### DATA TO PROCESS
══════

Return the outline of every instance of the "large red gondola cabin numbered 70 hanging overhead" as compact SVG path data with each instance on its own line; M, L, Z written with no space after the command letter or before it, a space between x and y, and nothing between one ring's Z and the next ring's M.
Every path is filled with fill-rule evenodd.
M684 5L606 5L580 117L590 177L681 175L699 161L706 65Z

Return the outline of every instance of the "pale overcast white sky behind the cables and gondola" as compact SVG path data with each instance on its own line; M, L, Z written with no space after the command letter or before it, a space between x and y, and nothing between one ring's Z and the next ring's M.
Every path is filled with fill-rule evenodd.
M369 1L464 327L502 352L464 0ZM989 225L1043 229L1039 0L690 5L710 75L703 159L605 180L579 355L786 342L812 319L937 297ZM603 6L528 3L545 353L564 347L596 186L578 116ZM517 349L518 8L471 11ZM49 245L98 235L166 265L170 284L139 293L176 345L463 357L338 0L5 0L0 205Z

══════

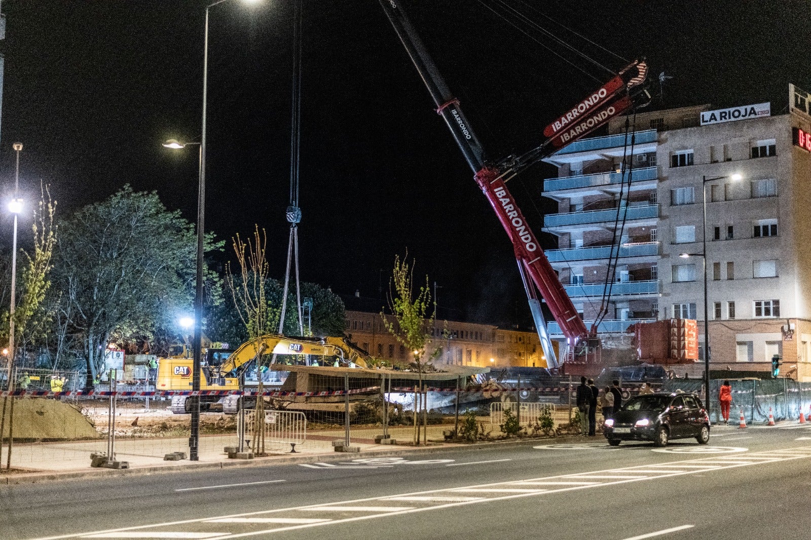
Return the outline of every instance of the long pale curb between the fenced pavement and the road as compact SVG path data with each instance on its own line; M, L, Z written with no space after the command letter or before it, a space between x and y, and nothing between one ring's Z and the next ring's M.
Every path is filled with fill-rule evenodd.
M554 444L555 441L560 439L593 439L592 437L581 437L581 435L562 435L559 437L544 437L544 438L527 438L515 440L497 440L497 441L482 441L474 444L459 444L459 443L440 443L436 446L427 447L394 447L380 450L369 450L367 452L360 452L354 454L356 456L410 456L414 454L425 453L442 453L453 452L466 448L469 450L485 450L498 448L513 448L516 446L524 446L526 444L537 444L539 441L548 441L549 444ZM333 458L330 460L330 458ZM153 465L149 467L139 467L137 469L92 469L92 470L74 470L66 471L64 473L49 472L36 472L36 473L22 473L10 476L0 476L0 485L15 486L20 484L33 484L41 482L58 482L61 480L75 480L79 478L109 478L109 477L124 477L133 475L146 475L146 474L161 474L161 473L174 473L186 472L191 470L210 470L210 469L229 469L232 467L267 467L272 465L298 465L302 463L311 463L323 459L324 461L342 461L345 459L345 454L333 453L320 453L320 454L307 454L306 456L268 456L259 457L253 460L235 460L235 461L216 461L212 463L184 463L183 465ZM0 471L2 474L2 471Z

══════

### TASK TO CARRY OUT
Which lines in the listing above hold the word "after"? Show each of them.

### OUTPUT
Return the outline of every instance of the "large red gondola cabin numbered 70 hanging overhead" as compact SVG path data with each instance on its own line; M, L, Z written with no space after the command letter or before it, a space between x and y, and nothing between one ring's Z and the next ring's M.
Return the outline of every instance of the "pale overcast white sky behind the cables and gondola" as compact SVG path data with each instance on its own line; M, L, Z written with no space after the command letter or before it, a space between x and y, and nothing between one ring's Z and the next ring's M.
Return the outline of every instance of the long pale curb between the fenced pavement and the road as compact SVG path data with each instance on its own line; M, L, Z written with no space after the command letter or before it, a space between x and y, and nothing between one ring's Z and the next ring's M.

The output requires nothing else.